──────── DATA PROVIDED ────────

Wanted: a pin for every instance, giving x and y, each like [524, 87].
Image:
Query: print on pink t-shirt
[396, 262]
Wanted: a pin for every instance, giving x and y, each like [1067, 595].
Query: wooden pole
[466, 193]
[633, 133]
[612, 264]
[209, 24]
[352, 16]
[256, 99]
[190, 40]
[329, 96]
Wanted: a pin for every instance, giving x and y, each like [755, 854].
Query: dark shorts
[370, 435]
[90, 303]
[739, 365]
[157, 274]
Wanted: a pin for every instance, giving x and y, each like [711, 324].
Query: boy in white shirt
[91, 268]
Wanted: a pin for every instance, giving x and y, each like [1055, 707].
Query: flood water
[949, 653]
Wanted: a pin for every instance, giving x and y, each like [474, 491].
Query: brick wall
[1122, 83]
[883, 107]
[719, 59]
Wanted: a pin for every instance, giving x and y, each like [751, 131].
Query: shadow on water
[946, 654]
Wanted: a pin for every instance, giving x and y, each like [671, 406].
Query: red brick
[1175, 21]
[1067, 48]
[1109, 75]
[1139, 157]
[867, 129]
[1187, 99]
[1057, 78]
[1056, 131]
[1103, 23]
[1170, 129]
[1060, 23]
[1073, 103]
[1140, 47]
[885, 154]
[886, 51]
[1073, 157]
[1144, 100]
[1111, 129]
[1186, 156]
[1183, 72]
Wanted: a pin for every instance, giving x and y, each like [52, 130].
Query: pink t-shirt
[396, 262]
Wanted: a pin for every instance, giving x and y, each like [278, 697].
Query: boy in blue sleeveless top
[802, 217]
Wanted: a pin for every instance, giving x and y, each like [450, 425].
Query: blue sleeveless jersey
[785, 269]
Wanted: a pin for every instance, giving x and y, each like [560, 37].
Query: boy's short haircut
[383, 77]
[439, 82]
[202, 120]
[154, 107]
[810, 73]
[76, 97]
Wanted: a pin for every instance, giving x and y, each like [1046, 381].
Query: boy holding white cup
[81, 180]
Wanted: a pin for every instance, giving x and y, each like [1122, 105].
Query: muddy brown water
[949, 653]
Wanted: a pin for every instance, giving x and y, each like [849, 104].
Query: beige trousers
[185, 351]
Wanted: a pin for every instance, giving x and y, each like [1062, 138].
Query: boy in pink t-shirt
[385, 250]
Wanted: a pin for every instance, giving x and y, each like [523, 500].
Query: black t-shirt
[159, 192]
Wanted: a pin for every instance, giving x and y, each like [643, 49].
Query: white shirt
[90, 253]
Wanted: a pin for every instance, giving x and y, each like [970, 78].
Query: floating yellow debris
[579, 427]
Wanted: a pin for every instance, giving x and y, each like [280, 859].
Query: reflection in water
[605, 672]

────────

Please rewrite all of the lines above as a numbered list, leaving out any blank lines.

1. Wanted: a pin for every instance, giving x and y, each like [524, 87].
2. Image:
3. Query: print on pink t-shirt
4. [396, 262]
5. Wanted: a pin for every instance, giving x and y, each like [1067, 595].
6. Query: wooden pole
7. [466, 193]
8. [633, 133]
9. [612, 264]
10. [209, 24]
11. [352, 16]
12. [256, 99]
13. [190, 40]
14. [329, 96]
15. Wanted: a pin for every instance, giving x and y, each like [755, 854].
16. Query: dark shorts
17. [370, 435]
18. [90, 303]
19. [739, 365]
20. [157, 274]
21. Wanted: a pin for every instance, giving x and y, each like [711, 324].
22. Query: boy in white shirt
23. [91, 268]
24. Wanted: a pin for every instance, giving x and y, each like [1055, 707].
25. Query: flood water
26. [949, 653]
27. Wanted: a pin for every instance, giving x and y, each like [474, 491].
28. Query: brick wall
29. [1122, 83]
30. [883, 107]
31. [719, 59]
32. Wanted: a pin for every instance, giving x and y, each like [751, 131].
33. Query: shadow on water
34. [946, 654]
35. Wanted: a pin for every instance, giving x and y, each like [671, 406].
36. Query: red brick
37. [1175, 21]
38. [1067, 48]
39. [1109, 75]
40. [1139, 157]
41. [867, 129]
42. [1187, 99]
43. [1057, 78]
44. [1056, 131]
45. [1103, 23]
46. [1170, 129]
47. [1060, 23]
48. [1073, 103]
49. [1140, 47]
50. [885, 154]
51. [886, 51]
52. [1073, 157]
53. [1144, 100]
54. [1111, 129]
55. [1186, 156]
56. [1183, 72]
57. Wanted: a pin for every instance, giving x and y, each like [52, 130].
58. Query: pink t-shirt
59. [396, 262]
60. Wanted: a pin for every instance, giving x and y, each like [278, 697].
61. Query: boy in blue sleeveless top
62. [802, 217]
63. Wanted: a pin for every instance, giving x and y, each like [450, 425].
64. Query: blue sleeveless jersey
65. [785, 269]
66. Wanted: a pin for every instance, giving x and y, each like [560, 37].
67. Query: boy's short haircut
68. [383, 77]
69. [439, 82]
70. [202, 120]
71. [154, 107]
72. [810, 73]
73. [76, 97]
74. Wanted: a pin for every instance, giving x and y, each like [1046, 381].
75. Query: boy holding white cup
76. [81, 180]
77. Wanted: a pin for every instance, giving x and y, each like [1122, 105].
78. Query: muddy brown water
79. [949, 653]
80. Wanted: a pin for every instance, giving x and y, each like [849, 104].
81. Query: beige trousers
82. [185, 351]
83. Wanted: a pin for every instance, giving x and y, each like [1062, 138].
84. Query: boy in pink t-shirt
85. [385, 250]
86. Wanted: a pin for every instance, giving x and y, each like [523, 500].
87. Query: black t-shirt
88. [159, 192]
89. Wanted: a pin for every instance, giving x and y, each like [643, 49].
90. Query: white shirt
91. [90, 253]
92. Wanted: a pin for every instance, giving x and y, each like [970, 78].
93. Query: floating yellow debris
94. [579, 427]
95. Wanted: a pin for every instance, giving x and y, each like [280, 859].
96. Query: reflection in water
97. [605, 672]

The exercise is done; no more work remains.